(Dataset excerpt)
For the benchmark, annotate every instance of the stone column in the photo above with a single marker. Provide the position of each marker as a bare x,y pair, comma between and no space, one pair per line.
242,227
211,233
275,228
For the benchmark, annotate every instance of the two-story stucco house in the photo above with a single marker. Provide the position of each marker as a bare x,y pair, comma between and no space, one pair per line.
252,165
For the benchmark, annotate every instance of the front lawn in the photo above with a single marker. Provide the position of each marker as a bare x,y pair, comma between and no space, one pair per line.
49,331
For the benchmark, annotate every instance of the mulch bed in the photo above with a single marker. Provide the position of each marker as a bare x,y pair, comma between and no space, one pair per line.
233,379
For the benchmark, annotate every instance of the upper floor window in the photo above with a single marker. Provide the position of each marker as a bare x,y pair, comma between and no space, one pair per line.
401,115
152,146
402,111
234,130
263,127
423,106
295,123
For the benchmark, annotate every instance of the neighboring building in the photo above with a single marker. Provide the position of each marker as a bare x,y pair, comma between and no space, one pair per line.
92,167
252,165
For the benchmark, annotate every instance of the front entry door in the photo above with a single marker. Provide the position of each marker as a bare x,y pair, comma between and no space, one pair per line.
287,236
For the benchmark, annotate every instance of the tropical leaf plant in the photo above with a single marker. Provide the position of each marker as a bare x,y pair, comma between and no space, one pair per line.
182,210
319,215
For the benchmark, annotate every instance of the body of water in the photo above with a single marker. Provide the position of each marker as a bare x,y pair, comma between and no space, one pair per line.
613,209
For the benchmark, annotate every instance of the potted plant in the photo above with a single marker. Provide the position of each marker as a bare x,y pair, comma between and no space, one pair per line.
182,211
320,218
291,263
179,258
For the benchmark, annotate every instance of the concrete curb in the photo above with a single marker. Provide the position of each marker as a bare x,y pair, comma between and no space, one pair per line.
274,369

WRITTEN TASK: Give the entries above as a two-column CSV with the header columns "instruction" and "points," one row per entry. Put each entry's text and its answer in separate quoted fields, with line breaks replaced by spaces.

EXPECTED OUTPUT:
instruction,points
"For the benchmark, annotate every instance of the stone column in the photo above with a single marker. Provide the position of each marker as a bare x,y pair, comma between and no space, one pair per line.","242,227 211,233 275,228"
"For the benchmark, annotate every instance of the two-story stucco house in the photo above with a single marker. Provide the position of each marker as a bare x,y pair, comma between and no space, one pair per line.","252,165"
"For the benchmark, annotate every instance of the front lawn in the photo above with a single marker. Provide the position of each marker as a bare x,y pair, comma between and no space, one pair per line.","49,331"
"For the benchmark, annotate every instance of the mulch bed in the photo above with a single marker. Provide the position of each marker as a bare x,y pair, comma between and no space, one pair per line.","233,379"
"For the benchmark, annotate every instance of the upper floor window in the photo above with a single marker. Provide the position of each marker as a bare x,y pair, comma between and no space, one pair per line.","401,115 152,146 402,111 234,130 263,127 423,106 295,123"
"For the benchmark, annotate every instance of the neighboring building in the photo above with a single marker. Provide the position of each marker as a bare x,y pair, comma between and no space, one pair per line.","92,167 252,165"
"For the benchmark, annotate every instance of the front entry door in the photo above with a single marker. Provide the position of each marker as a bare x,y pair, comma between and no space, one pair per line.","287,236"
"For the benchmark, annotate every instance of the tropical leaf plant in the photo above with a single marker. Provide the position of each marker as a bare x,y pair, comma between and no space, one pair per line.","182,210 319,215"
"For the benchmark, annotate every instance of the body of water in the photo above with a single marker. Provide the position of each marker as a bare x,y pair, comma between and no space, one pair per line.","613,209"
"For the benchmark, annotate every instance of the potted plant in the photo above with a single marker. Provide the position of each marker as a bare x,y pair, comma between and no space, one pair per line.","182,211 320,218 291,263 179,258"
"For the benchmark, annotate every instance of the concrete curb in the photo above with a single marker. Provide the position of each marker as a bare x,y pair, comma between and no space, one pair per line.","274,369"